▶ _EXTRACTED TEXT_

On January 14, 2022, the District Court reviewed petitioner's amended application for writ pursuant to Rule 4 of the Rules Governing § 2254 Cases in the United States District Courts. The Court found that petitioner was not entitled to relief on his § 2241 petition and summarily dismissed the action. Id. Petitioner did not appeal the ruling. Cush-El v. Burris, No. 4:21-CV-768 SEP (E.D.Mo).

Additional Relevant Litigation

In June of 2022, petitioner filed a complaint in this Court, seeking relief pursuant to 42 U.S.C. § 1983 against the State of Missouri, Michael L. Parsons, Eric Schmitt, Wesley Bell, William Barr, Stacy Cunningham and John Mariner Kemper. See Cush-El v. State of Missouri, No. 4:22-CV-656 RWS (E.D. Mo. August 8, 2021) Plaintiff sought and was granted leave to proceed in forma pauperis.

In his complaint against defendants, plaintiff alleged that the State of Missouri was a corporate entity that had violated a bankruptcy stay, the U.C.C., the National Bank Act, the Consumer Credit Protection Act, the Fair Debt Collection Practices Act, the Fair Credit Reporting Act, and the Truth in Lending Act when it extradited plaintiff from North Carolina and charged him in a criminal matter in State v. Cush-El, No. 19SL-CR04392-01 (21st Judicial Circuit, St. Louis County Court).

On August 17, 2022, the Court dismissed the action pursuant to 28 U.S.C. § 1915(e)(2)(B) after determining that the complaint failed to state a claim upon which relief may be granted and was factually frivolous. Cush-El v. State of Missouri, No. 4:22-CV-656 RWS (E.D. Mo. August 8, 2021).

In November 2022, petitioner filed a complaint in this Court, seeking relief pursuant to 42 U.S.C. § 1983 against the State of Missouri, Michael L. Parsons, Eric Schmitt, Wesley Bell, William Barr, Stacy Cunningham and John Mariner Kemper. See Cush-El v. State of Missouri, No. 4:22-CV-1164 RWS (E.D. Mo. November 7, 2022). Plaintiff sought and was granted leave to proceed in forma pauperis.

In his complaint against defendants, petitioner alleged that he sent defendants a “UCC Aboriginal Trust Security Agreement,” four FOIA requests, a “Notice of Bankruptcy,” an “Administrative Default Judgment,” a “Federal Trade Commission Affidavit,” and an “Order of Discharge” from his Chapter 7 bankruptcy. He claimed that the purpose of these requests was for defendants “to provide information from their General Obligation Bonds and Comprehensive Annual Financial Report via account #19SL-CR04392.” According to petitioner, he made this demand to require defendants “to provide information from their SEC files or from the files of their parent company in reference” to his Missouri state criminal case. Defendants were required to show that they had a legitimate claim and security bond over petitioner, including under the National Bank Act, the Consumer Credit Protection Act, the Fair Debt Collection Practices Act, the Fair Credit Reporting Act, and the Truth in Lending Act. Petitioner asserted that defendants failed to produce his original signature on a contact and failed to state for the record who the alleged original claimant was based on the proceeding laws. Second, petitioner contended that defendants failed to provide an affidavit certifying that as fiduciaries for the corporation, they did not breach any federal, state, contractual commercial or official oath in carrying out the alleged contract/claim. Third, he claimed that defendants failed to certify that they did not unlawfully use his signature without his consent, and that defendants failed to substantiate that they did not use his identity in a fraudulent manner. Finally, petitioner accused defendants of failing to provide documents pertaining to any stock, securities, bonds, etc. associated with account #19SL-CR03492 et al. on the NYSE...or any other State Stock Exchange or County/Municipal Stock Exchange. Petitioner last alleged that defendants participated in fraud, along with illegal transactions with respect to their claim, have violated their oaths of office and other commercial statutes.Petitioner sought monetary damages and to have his state criminal case dismissed. See Cush-El v. State of Missouri, No. 4:22-CV-1164 RWS (E.D. Mo. November 7, 2022).

▶ _GIVEN EXERCISE 1_
Name every statute in the litigation excerpt whose name ends in the word "Act".

▶ _EXTRACTED ENTRIES_

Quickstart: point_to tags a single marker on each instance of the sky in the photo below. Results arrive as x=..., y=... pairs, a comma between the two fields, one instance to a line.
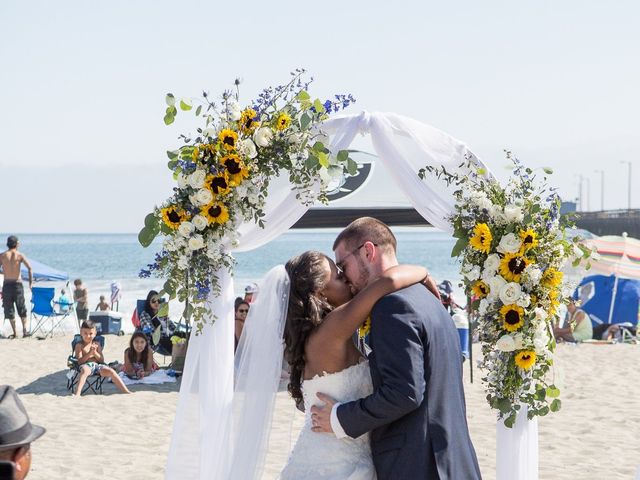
x=82, y=141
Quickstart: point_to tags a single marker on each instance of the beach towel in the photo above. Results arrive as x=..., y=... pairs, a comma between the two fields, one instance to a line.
x=157, y=377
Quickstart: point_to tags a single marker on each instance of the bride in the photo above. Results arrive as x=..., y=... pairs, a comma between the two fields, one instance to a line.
x=321, y=319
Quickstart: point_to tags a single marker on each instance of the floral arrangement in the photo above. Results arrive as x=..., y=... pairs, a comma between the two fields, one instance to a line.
x=222, y=176
x=512, y=245
x=176, y=340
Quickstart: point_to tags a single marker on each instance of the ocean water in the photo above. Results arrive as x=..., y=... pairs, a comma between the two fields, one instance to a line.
x=99, y=259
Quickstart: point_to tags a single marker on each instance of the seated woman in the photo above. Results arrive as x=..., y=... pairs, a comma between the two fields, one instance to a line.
x=138, y=357
x=578, y=325
x=150, y=320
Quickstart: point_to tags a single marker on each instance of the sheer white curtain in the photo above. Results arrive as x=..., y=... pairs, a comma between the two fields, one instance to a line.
x=202, y=424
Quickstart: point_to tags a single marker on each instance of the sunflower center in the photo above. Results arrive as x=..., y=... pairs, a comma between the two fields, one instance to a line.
x=233, y=167
x=516, y=265
x=217, y=184
x=512, y=317
x=214, y=211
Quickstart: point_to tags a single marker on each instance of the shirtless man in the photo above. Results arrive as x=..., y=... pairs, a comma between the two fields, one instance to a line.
x=12, y=291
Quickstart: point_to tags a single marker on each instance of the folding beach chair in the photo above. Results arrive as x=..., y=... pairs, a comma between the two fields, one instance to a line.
x=43, y=311
x=94, y=382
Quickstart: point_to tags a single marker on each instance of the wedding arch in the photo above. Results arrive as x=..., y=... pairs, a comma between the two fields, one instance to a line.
x=403, y=146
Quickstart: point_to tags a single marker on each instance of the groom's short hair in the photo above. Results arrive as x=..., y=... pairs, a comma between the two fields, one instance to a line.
x=367, y=229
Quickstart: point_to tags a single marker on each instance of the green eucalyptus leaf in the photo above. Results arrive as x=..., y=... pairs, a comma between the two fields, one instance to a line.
x=146, y=236
x=305, y=120
x=352, y=167
x=460, y=245
x=150, y=220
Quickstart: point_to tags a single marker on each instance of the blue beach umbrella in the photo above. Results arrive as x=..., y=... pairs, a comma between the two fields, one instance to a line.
x=41, y=272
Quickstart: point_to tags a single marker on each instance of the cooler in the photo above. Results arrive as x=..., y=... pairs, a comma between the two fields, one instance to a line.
x=107, y=322
x=462, y=325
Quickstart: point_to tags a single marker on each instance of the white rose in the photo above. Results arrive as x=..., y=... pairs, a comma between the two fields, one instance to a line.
x=505, y=343
x=183, y=262
x=509, y=243
x=518, y=340
x=234, y=111
x=510, y=293
x=249, y=148
x=263, y=136
x=185, y=229
x=524, y=301
x=196, y=242
x=513, y=213
x=196, y=179
x=200, y=222
x=183, y=181
x=471, y=273
x=495, y=285
x=484, y=305
x=491, y=264
x=540, y=313
x=203, y=196
x=168, y=245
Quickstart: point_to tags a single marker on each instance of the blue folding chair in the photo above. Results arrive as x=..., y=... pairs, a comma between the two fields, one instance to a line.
x=43, y=310
x=94, y=382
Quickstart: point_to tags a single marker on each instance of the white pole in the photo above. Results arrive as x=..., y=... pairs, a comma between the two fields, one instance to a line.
x=613, y=298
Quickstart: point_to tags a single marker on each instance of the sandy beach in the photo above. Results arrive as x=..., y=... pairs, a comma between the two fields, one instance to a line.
x=115, y=436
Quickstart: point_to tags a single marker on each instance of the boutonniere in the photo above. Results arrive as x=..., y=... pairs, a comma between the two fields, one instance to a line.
x=364, y=329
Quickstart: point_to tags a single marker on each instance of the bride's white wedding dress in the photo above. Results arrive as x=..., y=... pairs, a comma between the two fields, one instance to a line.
x=318, y=456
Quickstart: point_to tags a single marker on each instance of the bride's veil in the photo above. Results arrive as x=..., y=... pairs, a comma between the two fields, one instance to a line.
x=258, y=365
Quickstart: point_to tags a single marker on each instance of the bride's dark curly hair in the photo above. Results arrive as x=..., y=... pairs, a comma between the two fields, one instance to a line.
x=306, y=311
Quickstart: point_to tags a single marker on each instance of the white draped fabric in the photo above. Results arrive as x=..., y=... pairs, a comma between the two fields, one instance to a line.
x=203, y=426
x=517, y=449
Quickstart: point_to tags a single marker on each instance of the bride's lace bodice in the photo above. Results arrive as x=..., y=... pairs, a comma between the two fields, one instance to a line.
x=322, y=455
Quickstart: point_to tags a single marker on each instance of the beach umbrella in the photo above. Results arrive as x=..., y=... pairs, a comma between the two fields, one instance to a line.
x=618, y=256
x=41, y=272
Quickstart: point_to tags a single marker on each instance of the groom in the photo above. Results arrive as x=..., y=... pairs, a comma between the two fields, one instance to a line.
x=416, y=414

▶ _GIVEN EXERCISE 2_
Arrange the lines of the listing as a JSON list of strings, one string per line and blank lines omitted. Cover only the lines from the one holding "the groom in" through the end of the listing, inclusive.

▶ _COMPLETE ANSWER 1_
- National Bank Act
- Consumer Credit Protection Act
- Fair Debt Collection Practices Act
- Fair Credit Reporting Act
- Truth in Lending Act

▶ _COMPLETE ANSWER 2_
[
  "Quickstart: point_to tags a single marker on each instance of the groom in the photo above. Results arrive as x=..., y=... pairs, a comma between the two fields, one instance to a line.",
  "x=416, y=414"
]